(Coordinate annotation entries)

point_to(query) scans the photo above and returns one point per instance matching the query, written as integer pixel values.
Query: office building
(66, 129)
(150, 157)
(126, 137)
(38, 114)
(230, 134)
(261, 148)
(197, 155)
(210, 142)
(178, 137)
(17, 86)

• Prompt: Rewrite the entries above, changing "integer pixel values" to "whole-number pixel values" and leaving everything else unchanged.

• Answer to this exercise:
point_to(query) scans the photo above and returns one point per instance matching the query, written as whole-number pixel values.
Query: office building
(66, 129)
(150, 157)
(126, 137)
(38, 114)
(230, 134)
(261, 148)
(197, 155)
(210, 142)
(178, 137)
(17, 86)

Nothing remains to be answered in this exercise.